• [Provided text]:

******

22 April 2010

The Party of No Credibility

American right-wing leaders are responding to complaints about their adherents’ insults, threats, and acts of violence by claiming that such problems occur on the left as well. Of course, they don’t dare to compare and quantify such behavior. That would mean acknowledging that, for example, Congressional historians find no precedent for Rep. Joe Wilson shouting at the President during a joint session of Congress. Or that the Secret Service reported a 400% increase in threats to the President when Barack Obama took office.

To keep on top of urban myths of all kinds, I subscribe to the Snopes.com update list, and I noticed a pattern there that I thought deserved to be examined more arithmetically. It struck me I was seeing a lot more rumors about President Obama, and a lot more false rumors, than I remembered from earlier years. So I ran the numbers, as of this week.

After eight years in the White House (with Snopes.com around all that time), George W. Bush has been the subject of 47 internet rumors. After less than two years in office, Barack Obama has been the subject of 87, or nearly twice as many.

Even more telling is the relative accuracy of those stories. For Bush, 20 rumors, or 43%, are true. Only 17, or 36%, are false. The remainder are of mixed veracity (4), undetermined (4), or unclassifiable (2).

In contrast, for Obama only 8 of the 87 rumors, or 9%, are true, and a whopping 59, or 68%, are whoppers. There are 16 of mixed veracity and 3 undetermined.

I delved down to the stories that the site designates as a mixture of truth and falsehood. For Obama, in most cases the truth is innocuous while the lie reflects poorly on the President, particularly photographs that are misrepresented or show behavior that produced no complaints when his predecessors did the same. In contrast, in this mixture of truth and falsehood about George W. Bush praying with an injured soldier, the lie reflected well on that President from the perspective of the religious person spreading it.

I looked on Snopes’s Politics page for another pair of politicians in parallel situations, and found the losing candidates of the last two presidential elections. Snopes’s page on John Kerry lists 22 rumors, and only 3 are true (14%). Its page for John McCain lists only 11 rumors, and 4 are true (36%). There are far more rumors about the Democratic candidate, and fewer true ones.

This evidence accumulated over ten years shows a shameful but undeniable fact of American politics: our right wing now contains a lot more liars, and a lot more folks who spread lies out of gullibility or wishfulness, than our left wing.

(Image above from the Teabonics Flickr set.)

11 comments:

mta said...

Fascinating post! This tabulation deserves wider circulation, I think!

J. L. Bell said...

To my pleasant surprise, Salon thought so too.

Anonymous said...

Saw your post on Salon.com. Brilliant piece of reporting.

Greg R. Fishbone said...

Amazingly, I saw this on Salon before I checked the feed for Oz and Ends. Very cool.

Matt Osborne said...

Huh. I have a new favorite blog...

This is really excellent work, and I'm glad you've put some empirical evidence out there. Communications and polisci students should take note and do more studies with more data-sets.

Of course, you realize that you and Snopes will both get dismissed as liars, and lies will be told about both you and Snopes. That's because it's all the right has left: fear, lies, and loud noises. It's not like they can point to significant achievements in power; their ideology has very nearly destroyed the country.

Good work.

J. L. Bell said...

******

• [Directives]:
A. Please translate this sentence from the blog post on Snopes rumor counts into Spanish: "Snopes's page on John Kerry lists 22 rumors, and only 3 are true (14%)."
B. Write what comes next in the blog post on Snopes rumor counts and its comment thread, picking up right after its final line.

******

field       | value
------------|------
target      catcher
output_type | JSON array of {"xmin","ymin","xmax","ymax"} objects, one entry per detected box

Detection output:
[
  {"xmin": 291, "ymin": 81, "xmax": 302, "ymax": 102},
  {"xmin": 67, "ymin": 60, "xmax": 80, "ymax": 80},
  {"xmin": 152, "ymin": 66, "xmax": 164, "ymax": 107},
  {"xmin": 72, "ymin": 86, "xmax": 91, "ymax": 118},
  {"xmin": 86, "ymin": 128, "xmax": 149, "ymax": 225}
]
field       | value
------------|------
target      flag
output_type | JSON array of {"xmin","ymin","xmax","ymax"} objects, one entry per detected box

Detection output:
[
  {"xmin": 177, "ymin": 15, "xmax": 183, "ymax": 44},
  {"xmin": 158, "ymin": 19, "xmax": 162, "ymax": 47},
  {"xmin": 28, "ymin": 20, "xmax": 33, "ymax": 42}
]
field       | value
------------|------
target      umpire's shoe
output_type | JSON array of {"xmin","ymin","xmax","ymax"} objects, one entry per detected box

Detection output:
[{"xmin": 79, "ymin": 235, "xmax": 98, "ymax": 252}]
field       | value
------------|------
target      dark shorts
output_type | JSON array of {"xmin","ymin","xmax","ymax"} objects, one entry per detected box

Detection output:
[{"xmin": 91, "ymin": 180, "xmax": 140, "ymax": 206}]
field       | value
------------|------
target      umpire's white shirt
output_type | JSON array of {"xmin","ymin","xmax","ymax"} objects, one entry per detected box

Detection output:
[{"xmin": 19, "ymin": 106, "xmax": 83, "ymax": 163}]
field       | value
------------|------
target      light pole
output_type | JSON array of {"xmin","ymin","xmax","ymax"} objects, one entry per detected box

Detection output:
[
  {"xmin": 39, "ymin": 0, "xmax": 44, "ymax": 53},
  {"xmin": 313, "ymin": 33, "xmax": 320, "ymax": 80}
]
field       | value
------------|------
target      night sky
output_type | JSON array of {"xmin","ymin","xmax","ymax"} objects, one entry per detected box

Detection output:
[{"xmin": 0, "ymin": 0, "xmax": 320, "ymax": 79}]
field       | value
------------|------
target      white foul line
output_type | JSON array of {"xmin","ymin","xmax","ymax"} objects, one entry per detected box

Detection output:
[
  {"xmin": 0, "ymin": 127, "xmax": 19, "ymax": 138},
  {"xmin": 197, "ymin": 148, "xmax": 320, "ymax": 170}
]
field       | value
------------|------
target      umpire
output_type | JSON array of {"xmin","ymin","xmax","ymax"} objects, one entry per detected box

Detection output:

******

• [Responses to the exercise]:
A. La página de Snopes sobre John Kerry enumera 22 rumores, y solo 3 son verdaderos (14%).

B.
There have indeed been knee-jerk responses that Snopes.com must be biased or my analysis wrong, but no one’s been brave enough to bring those complaints here. As you see, I’ve gotten nothing but compliments so far.

David said...

Reminds me of a quote I heard on npr. (Paraphrased from memory) "The republican party is the gag reflex of american politics." Out of context, I realize, but feels somehow fitting to this discussion.

Anonymous said...

I think it is entirely unrealistic to pretend that the threats to Stumbles the Clown have come from the right.

That's just stoopit name calling.

The people who are threatening the president are those sorts who wear white hoods and look up to some bozo who calls himself a Grand Wizard but still can't speak his mother tongue. They are all racist fukers who do not represent the right or the left any more than those psychotic Islam-O-Fascists who flew planes into building represent the left.

Or are you maybe hoping to embrace those Islam-O-fascists as representing your thinking?

J. L. Bell said...

Apparently, Anonymous, you feel that you can define the entire “right” so that extremists to the right of you don’t count. But on the political spectrum, they’re most definitely on the right.

In fact, I see a lot more similarity between them and you than between you and respectable American conservatives. Anonymously calling the President “Stumbles the Clown” makes you look both contemptuous and contemptible.

As for religious fundamentalists who kill people in the name of their centuries-old faith, they come from the extreme right, whether they’re Islamic or Christian.

Anonymous said...

the secret of power 101
in cumbersome republic here we come
IT’S a simply funny sound
keep em down brown
hold em downtown twelve hours
just keep saying no
nice throw Bow- go low!
show the world crow
row row row the yo!
woe the whoa glow the flow hoe
not funny dude
just keep STEPPING down
keep pulling em down
keep holding em down
keep em on the ground
let em eat cake
just fake care four our own
kick em harder & harder
hit em where it hurts
bleed em to death Burt
no water know time
starve em to death
give the poison to the blind
fine the silly with lime
headache the senine
give the money to the wealthy
then call the stupid people names
so- that's how you do it- bro
it's all in the
no

gabriel givens 10’

aquafortis said...

Really interesting post, and congrats on the Salon feed!